Data for review »
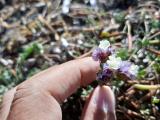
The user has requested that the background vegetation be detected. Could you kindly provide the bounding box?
[0,0,160,119]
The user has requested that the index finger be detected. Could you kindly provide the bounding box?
[18,57,100,103]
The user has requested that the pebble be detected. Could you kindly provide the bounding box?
[62,0,71,14]
[77,39,83,45]
[143,58,149,64]
[52,47,61,54]
[0,58,13,66]
[148,72,154,78]
[61,37,69,47]
[138,52,144,58]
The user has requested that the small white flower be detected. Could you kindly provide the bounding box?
[99,40,110,50]
[128,64,139,76]
[107,55,122,70]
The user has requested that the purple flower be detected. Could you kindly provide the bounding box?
[92,40,113,62]
[119,61,131,72]
[92,48,107,61]
[97,64,112,81]
[92,46,114,61]
[118,61,138,79]
[107,46,115,55]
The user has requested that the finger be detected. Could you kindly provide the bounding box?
[0,87,17,120]
[81,86,116,120]
[18,57,99,103]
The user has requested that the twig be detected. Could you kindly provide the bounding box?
[118,105,143,119]
[116,109,132,120]
[148,31,160,40]
[126,20,132,52]
[76,48,93,59]
[38,15,60,40]
[147,48,160,55]
[56,25,104,32]
[140,90,156,102]
[127,80,150,85]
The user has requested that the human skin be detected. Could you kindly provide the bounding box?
[0,57,116,120]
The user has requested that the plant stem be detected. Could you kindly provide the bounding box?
[133,84,160,90]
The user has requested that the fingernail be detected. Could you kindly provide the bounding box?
[91,86,116,120]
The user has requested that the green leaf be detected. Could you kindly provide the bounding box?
[116,48,129,60]
[114,12,125,23]
[112,80,124,88]
[153,63,160,73]
[0,85,8,95]
[0,69,13,85]
[151,19,160,29]
[136,39,150,48]
[137,69,146,79]
[27,68,41,78]
[142,39,150,47]
[18,42,44,63]
[152,96,160,104]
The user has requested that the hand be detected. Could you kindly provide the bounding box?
[0,57,116,120]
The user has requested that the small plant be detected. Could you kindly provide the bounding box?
[152,96,160,111]
[18,42,44,63]
[92,40,139,83]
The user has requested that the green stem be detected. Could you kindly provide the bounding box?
[133,84,160,90]
[149,39,160,44]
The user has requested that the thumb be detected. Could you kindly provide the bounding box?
[81,86,116,120]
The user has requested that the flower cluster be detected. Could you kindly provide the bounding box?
[92,40,114,62]
[92,40,139,82]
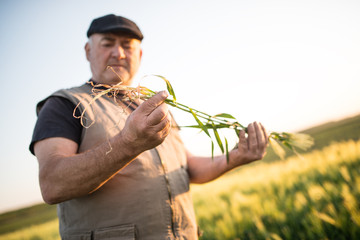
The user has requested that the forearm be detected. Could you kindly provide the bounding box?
[35,92,175,204]
[37,133,140,204]
[187,150,240,184]
[187,122,268,184]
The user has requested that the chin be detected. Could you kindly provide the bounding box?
[105,75,127,85]
[112,78,123,85]
[97,71,131,86]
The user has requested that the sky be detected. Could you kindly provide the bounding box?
[0,0,359,213]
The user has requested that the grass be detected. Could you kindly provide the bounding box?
[0,204,57,235]
[0,219,59,240]
[1,113,359,239]
[2,139,359,239]
[262,113,360,162]
[192,139,360,239]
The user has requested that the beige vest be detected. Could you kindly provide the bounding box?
[42,84,198,240]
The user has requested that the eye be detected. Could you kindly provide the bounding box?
[122,39,137,50]
[101,41,114,48]
[102,44,112,48]
[122,42,132,49]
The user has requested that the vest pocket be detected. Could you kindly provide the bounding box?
[62,231,92,240]
[93,224,136,240]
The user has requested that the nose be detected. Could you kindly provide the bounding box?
[112,46,126,59]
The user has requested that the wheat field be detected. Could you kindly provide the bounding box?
[192,140,360,239]
[1,140,359,240]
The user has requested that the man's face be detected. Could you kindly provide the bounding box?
[85,33,142,86]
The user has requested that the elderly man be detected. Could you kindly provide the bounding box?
[30,14,268,240]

Task requirements » Copy out exactly the lines that begin at the one with "The user has requested that the elderly" and end at the close of the material above; nothing else belongs in the answer.

Answer box »
The user has requested that the elderly man be detected. Could you kindly provide the bounding box?
[30,14,268,240]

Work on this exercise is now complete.